Output all entries below exactly as they are given.

[[ Input for this task open ]]

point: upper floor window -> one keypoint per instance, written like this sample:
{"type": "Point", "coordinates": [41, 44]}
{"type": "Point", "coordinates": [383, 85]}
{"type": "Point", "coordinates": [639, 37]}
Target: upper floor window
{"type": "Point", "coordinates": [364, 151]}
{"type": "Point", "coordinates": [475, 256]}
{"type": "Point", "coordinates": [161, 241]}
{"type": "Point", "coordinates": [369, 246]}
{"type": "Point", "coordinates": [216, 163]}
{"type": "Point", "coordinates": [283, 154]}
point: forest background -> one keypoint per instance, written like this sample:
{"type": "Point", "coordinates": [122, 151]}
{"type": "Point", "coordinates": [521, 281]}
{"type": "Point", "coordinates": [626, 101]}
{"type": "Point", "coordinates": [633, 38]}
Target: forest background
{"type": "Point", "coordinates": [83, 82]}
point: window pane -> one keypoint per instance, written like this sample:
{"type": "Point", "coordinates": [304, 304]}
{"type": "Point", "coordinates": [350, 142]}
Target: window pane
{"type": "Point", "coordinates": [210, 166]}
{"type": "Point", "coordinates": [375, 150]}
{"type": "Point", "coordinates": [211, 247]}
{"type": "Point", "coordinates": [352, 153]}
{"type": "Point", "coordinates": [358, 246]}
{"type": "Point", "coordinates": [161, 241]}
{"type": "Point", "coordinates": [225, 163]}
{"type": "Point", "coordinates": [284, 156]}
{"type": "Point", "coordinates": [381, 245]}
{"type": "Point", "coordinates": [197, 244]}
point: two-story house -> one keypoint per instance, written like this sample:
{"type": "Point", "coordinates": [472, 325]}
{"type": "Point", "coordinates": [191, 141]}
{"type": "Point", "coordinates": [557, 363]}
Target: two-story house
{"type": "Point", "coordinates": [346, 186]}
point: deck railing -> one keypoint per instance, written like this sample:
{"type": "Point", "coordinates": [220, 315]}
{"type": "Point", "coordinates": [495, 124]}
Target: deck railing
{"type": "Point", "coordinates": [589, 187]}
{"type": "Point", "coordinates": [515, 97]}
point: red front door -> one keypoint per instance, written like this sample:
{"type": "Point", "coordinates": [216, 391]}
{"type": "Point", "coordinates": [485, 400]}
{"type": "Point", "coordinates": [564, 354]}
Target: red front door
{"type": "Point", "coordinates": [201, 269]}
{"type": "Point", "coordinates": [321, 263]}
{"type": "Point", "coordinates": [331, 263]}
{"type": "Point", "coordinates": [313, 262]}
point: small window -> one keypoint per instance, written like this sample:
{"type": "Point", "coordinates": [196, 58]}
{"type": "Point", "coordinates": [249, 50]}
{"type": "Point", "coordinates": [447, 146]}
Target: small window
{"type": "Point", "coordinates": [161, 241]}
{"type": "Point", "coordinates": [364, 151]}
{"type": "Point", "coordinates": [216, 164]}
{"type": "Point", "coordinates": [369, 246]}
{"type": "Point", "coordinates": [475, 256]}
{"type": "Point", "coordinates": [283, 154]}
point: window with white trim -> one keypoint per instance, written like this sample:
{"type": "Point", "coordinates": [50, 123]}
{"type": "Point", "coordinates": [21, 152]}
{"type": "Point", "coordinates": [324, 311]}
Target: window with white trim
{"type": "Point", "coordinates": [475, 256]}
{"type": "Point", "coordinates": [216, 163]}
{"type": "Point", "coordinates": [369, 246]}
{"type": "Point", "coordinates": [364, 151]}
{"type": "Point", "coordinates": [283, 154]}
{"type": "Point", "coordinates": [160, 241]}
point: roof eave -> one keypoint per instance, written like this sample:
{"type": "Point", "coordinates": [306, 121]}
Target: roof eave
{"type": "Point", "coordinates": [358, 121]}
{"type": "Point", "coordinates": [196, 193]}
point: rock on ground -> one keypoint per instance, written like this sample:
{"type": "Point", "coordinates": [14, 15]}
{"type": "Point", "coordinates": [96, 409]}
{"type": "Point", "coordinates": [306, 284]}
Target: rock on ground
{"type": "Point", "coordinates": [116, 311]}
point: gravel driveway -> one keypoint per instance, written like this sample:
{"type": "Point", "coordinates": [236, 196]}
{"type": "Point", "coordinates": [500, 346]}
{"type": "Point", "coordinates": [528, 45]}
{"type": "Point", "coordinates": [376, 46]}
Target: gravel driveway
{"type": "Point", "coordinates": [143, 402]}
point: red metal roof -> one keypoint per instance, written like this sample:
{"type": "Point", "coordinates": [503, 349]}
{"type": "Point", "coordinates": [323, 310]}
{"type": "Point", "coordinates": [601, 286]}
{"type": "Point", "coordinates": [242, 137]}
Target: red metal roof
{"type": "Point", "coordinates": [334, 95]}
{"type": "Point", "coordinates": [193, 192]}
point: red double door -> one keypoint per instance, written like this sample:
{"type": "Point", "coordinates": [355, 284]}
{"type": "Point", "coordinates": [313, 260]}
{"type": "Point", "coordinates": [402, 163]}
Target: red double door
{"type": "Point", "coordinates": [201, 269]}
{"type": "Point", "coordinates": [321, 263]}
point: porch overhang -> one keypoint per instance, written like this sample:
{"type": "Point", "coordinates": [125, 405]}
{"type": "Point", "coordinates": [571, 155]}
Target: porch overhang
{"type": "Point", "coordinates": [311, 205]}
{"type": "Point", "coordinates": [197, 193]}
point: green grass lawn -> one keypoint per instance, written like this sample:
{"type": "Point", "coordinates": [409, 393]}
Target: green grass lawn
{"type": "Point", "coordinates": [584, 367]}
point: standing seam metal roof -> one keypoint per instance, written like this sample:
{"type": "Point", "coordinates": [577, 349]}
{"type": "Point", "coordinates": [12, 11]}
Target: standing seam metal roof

[[ Input for this task closed ]]

Exercise answer:
point: upper floor window -> one keypoint per instance, written like this sample:
{"type": "Point", "coordinates": [41, 44]}
{"type": "Point", "coordinates": [383, 85]}
{"type": "Point", "coordinates": [639, 37]}
Target: upper floor window
{"type": "Point", "coordinates": [364, 151]}
{"type": "Point", "coordinates": [475, 256]}
{"type": "Point", "coordinates": [161, 241]}
{"type": "Point", "coordinates": [369, 246]}
{"type": "Point", "coordinates": [216, 163]}
{"type": "Point", "coordinates": [283, 154]}
point: forest background -> one keypoint per instance, written like this sample:
{"type": "Point", "coordinates": [122, 151]}
{"type": "Point", "coordinates": [521, 281]}
{"type": "Point", "coordinates": [626, 101]}
{"type": "Point", "coordinates": [633, 38]}
Target: forest background
{"type": "Point", "coordinates": [83, 82]}
point: window pane -> one keypoint per instance, written like this sample:
{"type": "Point", "coordinates": [304, 304]}
{"type": "Point", "coordinates": [350, 142]}
Target: window pane
{"type": "Point", "coordinates": [210, 166]}
{"type": "Point", "coordinates": [375, 150]}
{"type": "Point", "coordinates": [211, 247]}
{"type": "Point", "coordinates": [352, 153]}
{"type": "Point", "coordinates": [358, 246]}
{"type": "Point", "coordinates": [161, 241]}
{"type": "Point", "coordinates": [225, 163]}
{"type": "Point", "coordinates": [284, 156]}
{"type": "Point", "coordinates": [381, 245]}
{"type": "Point", "coordinates": [197, 244]}
point: two-story house -> one keypoint per instance, written like this sample:
{"type": "Point", "coordinates": [472, 325]}
{"type": "Point", "coordinates": [191, 141]}
{"type": "Point", "coordinates": [557, 363]}
Target: two-story house
{"type": "Point", "coordinates": [346, 186]}
point: deck railing -> one keypoint per instance, written like this sample:
{"type": "Point", "coordinates": [220, 315]}
{"type": "Point", "coordinates": [495, 124]}
Target: deck railing
{"type": "Point", "coordinates": [589, 187]}
{"type": "Point", "coordinates": [515, 97]}
point: red front door -> one keypoint per instance, written like this sample:
{"type": "Point", "coordinates": [216, 391]}
{"type": "Point", "coordinates": [485, 400]}
{"type": "Point", "coordinates": [564, 354]}
Target: red front door
{"type": "Point", "coordinates": [201, 269]}
{"type": "Point", "coordinates": [321, 263]}
{"type": "Point", "coordinates": [331, 263]}
{"type": "Point", "coordinates": [313, 262]}
point: small window -> one keypoint per instance, written like this sample:
{"type": "Point", "coordinates": [196, 58]}
{"type": "Point", "coordinates": [249, 50]}
{"type": "Point", "coordinates": [447, 146]}
Target: small window
{"type": "Point", "coordinates": [161, 241]}
{"type": "Point", "coordinates": [364, 151]}
{"type": "Point", "coordinates": [216, 164]}
{"type": "Point", "coordinates": [369, 246]}
{"type": "Point", "coordinates": [475, 256]}
{"type": "Point", "coordinates": [283, 154]}
point: window with white trim -> one keypoint per instance, written like this sample:
{"type": "Point", "coordinates": [50, 123]}
{"type": "Point", "coordinates": [21, 152]}
{"type": "Point", "coordinates": [324, 311]}
Target: window with white trim
{"type": "Point", "coordinates": [475, 256]}
{"type": "Point", "coordinates": [216, 163]}
{"type": "Point", "coordinates": [369, 246]}
{"type": "Point", "coordinates": [364, 151]}
{"type": "Point", "coordinates": [283, 154]}
{"type": "Point", "coordinates": [160, 241]}
point: roof eave -> one keypoint per instance, written like this sample:
{"type": "Point", "coordinates": [306, 121]}
Target: roof eave
{"type": "Point", "coordinates": [358, 121]}
{"type": "Point", "coordinates": [196, 193]}
point: rock on ground -> one keypoint per instance, written like this sample:
{"type": "Point", "coordinates": [14, 15]}
{"type": "Point", "coordinates": [96, 409]}
{"type": "Point", "coordinates": [306, 284]}
Target: rock on ground
{"type": "Point", "coordinates": [116, 311]}
point: gravel driveway -> one keypoint per instance, written like this sample:
{"type": "Point", "coordinates": [236, 196]}
{"type": "Point", "coordinates": [500, 346]}
{"type": "Point", "coordinates": [528, 45]}
{"type": "Point", "coordinates": [376, 46]}
Target: gravel driveway
{"type": "Point", "coordinates": [143, 402]}
point: red metal roof -> one keypoint per instance, written like this sample:
{"type": "Point", "coordinates": [503, 349]}
{"type": "Point", "coordinates": [323, 310]}
{"type": "Point", "coordinates": [601, 286]}
{"type": "Point", "coordinates": [242, 137]}
Target: red metal roof
{"type": "Point", "coordinates": [334, 95]}
{"type": "Point", "coordinates": [193, 192]}
point: red double door -> one keypoint per instance, written like this sample:
{"type": "Point", "coordinates": [355, 284]}
{"type": "Point", "coordinates": [313, 260]}
{"type": "Point", "coordinates": [402, 163]}
Target: red double door
{"type": "Point", "coordinates": [201, 269]}
{"type": "Point", "coordinates": [321, 263]}
point: porch overhang -> one keypoint per instance, written like this sample:
{"type": "Point", "coordinates": [125, 405]}
{"type": "Point", "coordinates": [571, 155]}
Target: porch overhang
{"type": "Point", "coordinates": [311, 205]}
{"type": "Point", "coordinates": [197, 193]}
point: green grass lawn -> one keypoint per instance, written like this sample:
{"type": "Point", "coordinates": [409, 393]}
Target: green grass lawn
{"type": "Point", "coordinates": [584, 367]}
point: standing seam metal roof -> one keypoint per instance, written like this sample:
{"type": "Point", "coordinates": [577, 349]}
{"type": "Point", "coordinates": [12, 11]}
Target: standing seam metal roof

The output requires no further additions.